## Exercise:
Rewrite the lines from the one containing "Task: indicate every instance of the rifle" up to and including the one containing "[(114, 308), (301, 332)]", swapping "rifle stock" for "rifle butt" and leaving everything else unchanged.

──────── Record extracts

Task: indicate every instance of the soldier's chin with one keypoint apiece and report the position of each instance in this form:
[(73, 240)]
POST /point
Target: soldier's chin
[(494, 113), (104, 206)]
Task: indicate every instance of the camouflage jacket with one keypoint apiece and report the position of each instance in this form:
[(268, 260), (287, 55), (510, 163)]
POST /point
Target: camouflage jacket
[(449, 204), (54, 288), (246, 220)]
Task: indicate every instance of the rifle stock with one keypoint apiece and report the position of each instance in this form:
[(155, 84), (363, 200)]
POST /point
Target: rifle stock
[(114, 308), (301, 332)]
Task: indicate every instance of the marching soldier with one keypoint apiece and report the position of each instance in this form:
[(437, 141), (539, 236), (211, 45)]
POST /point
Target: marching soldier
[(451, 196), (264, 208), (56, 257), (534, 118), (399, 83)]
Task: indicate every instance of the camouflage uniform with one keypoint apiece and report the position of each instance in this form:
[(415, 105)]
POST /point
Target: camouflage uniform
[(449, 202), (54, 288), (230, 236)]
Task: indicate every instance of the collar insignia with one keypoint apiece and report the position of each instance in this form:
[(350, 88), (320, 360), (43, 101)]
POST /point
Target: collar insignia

────────────────
──────── Record extracts

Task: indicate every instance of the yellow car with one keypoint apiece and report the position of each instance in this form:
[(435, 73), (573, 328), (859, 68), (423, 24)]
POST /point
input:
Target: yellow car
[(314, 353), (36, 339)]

────────────────

## Response to the exercise:
Task: indicate every instance of the rifle butt with one keypoint apiece and report the position of each instance in this form:
[(155, 84), (363, 200)]
POST /point
Target: rifle butt
[(114, 308), (301, 332)]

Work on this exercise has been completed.